The exercise -
Please state how many lines in the material below contain the word "stroller". Give only the number.

Given records -
◆ ◆ ◆ ◆ ◆ ◆ ◆

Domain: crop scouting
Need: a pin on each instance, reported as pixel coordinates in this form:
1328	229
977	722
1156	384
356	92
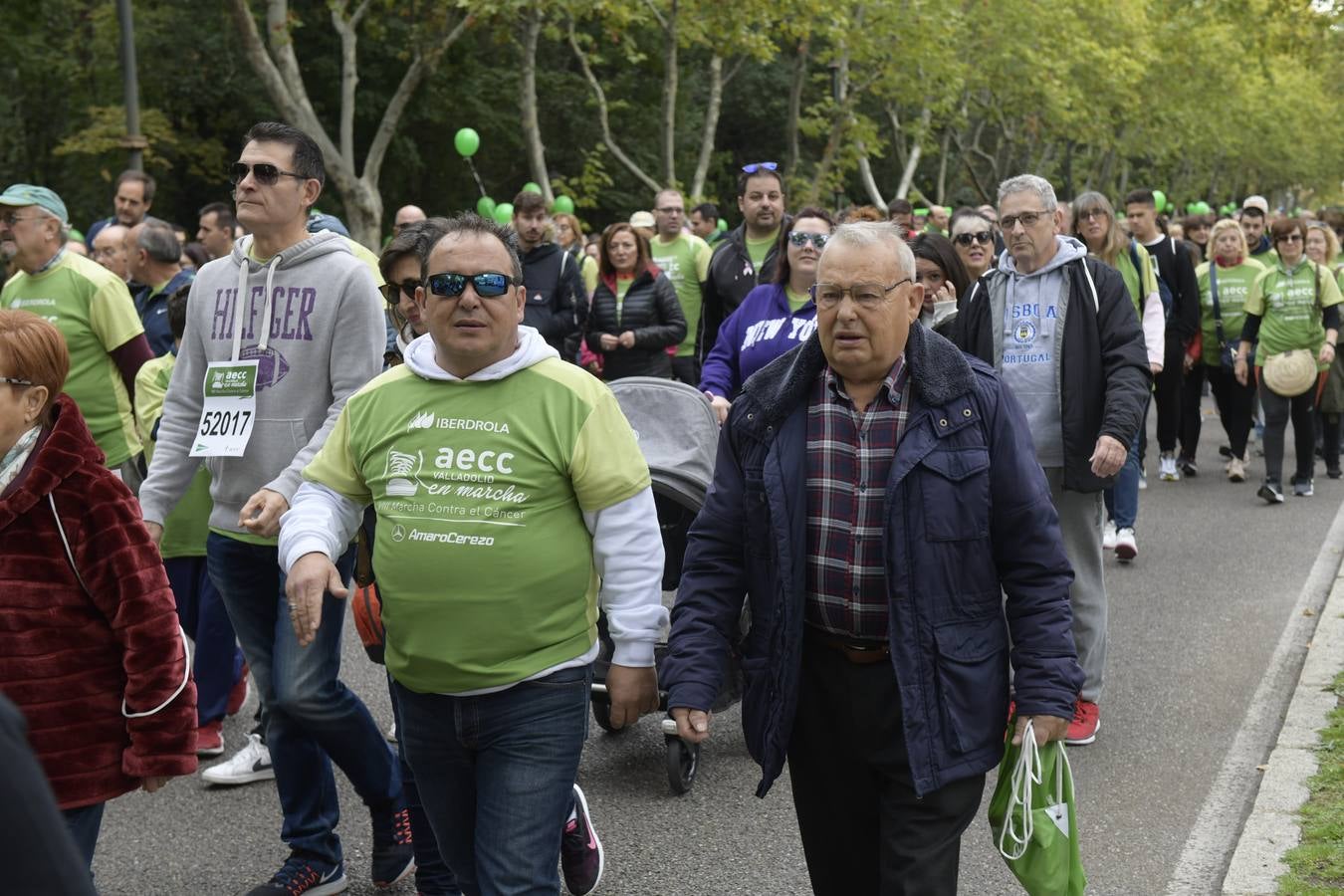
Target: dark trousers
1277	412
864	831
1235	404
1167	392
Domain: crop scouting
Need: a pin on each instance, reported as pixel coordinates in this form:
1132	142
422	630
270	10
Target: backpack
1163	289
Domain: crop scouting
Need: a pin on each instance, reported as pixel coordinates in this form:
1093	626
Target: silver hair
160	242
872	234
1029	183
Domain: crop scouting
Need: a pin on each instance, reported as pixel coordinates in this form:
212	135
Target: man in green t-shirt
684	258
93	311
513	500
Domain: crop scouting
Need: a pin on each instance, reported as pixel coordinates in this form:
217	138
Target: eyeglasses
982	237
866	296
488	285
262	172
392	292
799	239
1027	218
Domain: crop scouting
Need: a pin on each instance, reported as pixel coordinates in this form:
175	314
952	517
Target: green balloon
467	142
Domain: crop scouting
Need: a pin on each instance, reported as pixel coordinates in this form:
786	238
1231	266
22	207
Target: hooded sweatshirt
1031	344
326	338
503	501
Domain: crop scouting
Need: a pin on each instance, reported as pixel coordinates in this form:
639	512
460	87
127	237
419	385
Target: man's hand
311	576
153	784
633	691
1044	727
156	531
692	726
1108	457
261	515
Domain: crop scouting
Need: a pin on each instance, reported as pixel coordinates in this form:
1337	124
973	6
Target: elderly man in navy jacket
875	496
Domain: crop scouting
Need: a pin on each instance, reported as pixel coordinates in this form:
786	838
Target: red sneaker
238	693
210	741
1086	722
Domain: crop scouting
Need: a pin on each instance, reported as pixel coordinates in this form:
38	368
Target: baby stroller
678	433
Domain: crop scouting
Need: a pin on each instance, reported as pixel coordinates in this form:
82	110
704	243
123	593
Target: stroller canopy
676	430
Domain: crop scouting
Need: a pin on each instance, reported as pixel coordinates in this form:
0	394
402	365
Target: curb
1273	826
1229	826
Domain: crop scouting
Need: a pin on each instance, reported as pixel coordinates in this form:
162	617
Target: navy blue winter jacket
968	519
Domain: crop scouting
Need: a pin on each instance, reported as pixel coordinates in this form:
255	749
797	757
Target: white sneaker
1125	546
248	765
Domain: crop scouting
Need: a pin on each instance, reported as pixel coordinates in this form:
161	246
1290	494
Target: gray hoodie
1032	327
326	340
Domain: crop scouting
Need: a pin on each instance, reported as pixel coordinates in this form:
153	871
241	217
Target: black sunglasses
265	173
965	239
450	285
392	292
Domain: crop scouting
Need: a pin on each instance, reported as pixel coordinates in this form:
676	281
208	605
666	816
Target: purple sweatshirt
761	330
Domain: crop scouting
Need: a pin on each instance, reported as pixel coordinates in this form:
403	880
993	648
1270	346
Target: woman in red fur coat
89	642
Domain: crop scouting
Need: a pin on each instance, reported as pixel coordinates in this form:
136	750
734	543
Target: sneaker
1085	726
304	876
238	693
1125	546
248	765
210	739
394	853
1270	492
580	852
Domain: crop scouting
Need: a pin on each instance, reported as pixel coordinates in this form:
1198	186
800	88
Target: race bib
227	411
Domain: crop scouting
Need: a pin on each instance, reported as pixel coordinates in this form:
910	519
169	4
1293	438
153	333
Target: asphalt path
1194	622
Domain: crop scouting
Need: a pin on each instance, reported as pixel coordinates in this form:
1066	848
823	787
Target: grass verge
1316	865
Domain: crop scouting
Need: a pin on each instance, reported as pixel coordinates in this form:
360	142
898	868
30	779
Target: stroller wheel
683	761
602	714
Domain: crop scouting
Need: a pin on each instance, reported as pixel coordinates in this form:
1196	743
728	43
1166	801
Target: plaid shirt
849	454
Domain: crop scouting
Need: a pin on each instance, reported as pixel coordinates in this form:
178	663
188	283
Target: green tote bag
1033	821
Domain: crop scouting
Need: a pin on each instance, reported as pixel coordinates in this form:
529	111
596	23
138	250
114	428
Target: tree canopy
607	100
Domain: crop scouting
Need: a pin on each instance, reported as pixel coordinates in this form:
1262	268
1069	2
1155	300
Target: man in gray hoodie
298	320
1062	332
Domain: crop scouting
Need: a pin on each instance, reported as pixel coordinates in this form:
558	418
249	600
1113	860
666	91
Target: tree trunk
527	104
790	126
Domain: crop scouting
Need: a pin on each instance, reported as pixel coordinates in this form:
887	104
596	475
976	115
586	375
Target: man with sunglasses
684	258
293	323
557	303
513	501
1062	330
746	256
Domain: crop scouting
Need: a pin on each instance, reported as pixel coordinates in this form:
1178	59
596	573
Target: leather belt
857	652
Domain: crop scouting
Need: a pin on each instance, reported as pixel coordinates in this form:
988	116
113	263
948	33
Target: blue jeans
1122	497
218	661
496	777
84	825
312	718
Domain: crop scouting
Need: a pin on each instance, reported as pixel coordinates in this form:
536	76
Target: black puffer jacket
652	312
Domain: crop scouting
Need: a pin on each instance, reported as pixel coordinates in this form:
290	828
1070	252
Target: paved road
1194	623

◆ ◆ ◆ ◆ ◆ ◆ ◆

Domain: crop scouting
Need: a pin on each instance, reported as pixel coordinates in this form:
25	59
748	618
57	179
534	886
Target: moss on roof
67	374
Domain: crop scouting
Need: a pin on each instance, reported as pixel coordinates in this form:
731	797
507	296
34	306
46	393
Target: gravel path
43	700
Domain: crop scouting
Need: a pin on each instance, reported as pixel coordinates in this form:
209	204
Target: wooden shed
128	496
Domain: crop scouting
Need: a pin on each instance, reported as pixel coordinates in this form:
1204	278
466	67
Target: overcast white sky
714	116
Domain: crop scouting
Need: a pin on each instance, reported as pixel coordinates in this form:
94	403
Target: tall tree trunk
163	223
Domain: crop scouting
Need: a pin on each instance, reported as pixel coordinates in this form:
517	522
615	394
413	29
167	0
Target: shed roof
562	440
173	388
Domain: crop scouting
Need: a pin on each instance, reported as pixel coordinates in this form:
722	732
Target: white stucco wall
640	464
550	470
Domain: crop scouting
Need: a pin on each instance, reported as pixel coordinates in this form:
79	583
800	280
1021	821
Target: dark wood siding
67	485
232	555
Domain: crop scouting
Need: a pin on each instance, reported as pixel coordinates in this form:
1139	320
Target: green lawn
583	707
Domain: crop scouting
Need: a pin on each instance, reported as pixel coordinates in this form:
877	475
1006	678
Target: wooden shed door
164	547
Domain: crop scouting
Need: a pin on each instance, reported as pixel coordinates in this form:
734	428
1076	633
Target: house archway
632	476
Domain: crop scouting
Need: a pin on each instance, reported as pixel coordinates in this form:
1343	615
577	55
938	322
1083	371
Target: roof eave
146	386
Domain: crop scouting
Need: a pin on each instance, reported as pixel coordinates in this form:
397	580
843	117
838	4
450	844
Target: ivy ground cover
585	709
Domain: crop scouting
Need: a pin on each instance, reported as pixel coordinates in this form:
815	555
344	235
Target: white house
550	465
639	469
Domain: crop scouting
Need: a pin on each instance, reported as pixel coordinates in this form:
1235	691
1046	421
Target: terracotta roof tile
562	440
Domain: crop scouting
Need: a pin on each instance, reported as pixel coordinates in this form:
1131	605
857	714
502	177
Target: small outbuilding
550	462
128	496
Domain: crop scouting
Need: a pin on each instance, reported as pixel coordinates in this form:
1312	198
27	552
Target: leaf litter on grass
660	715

◆ ◆ ◆ ◆ ◆ ◆ ◆

Solution to this exercise -
3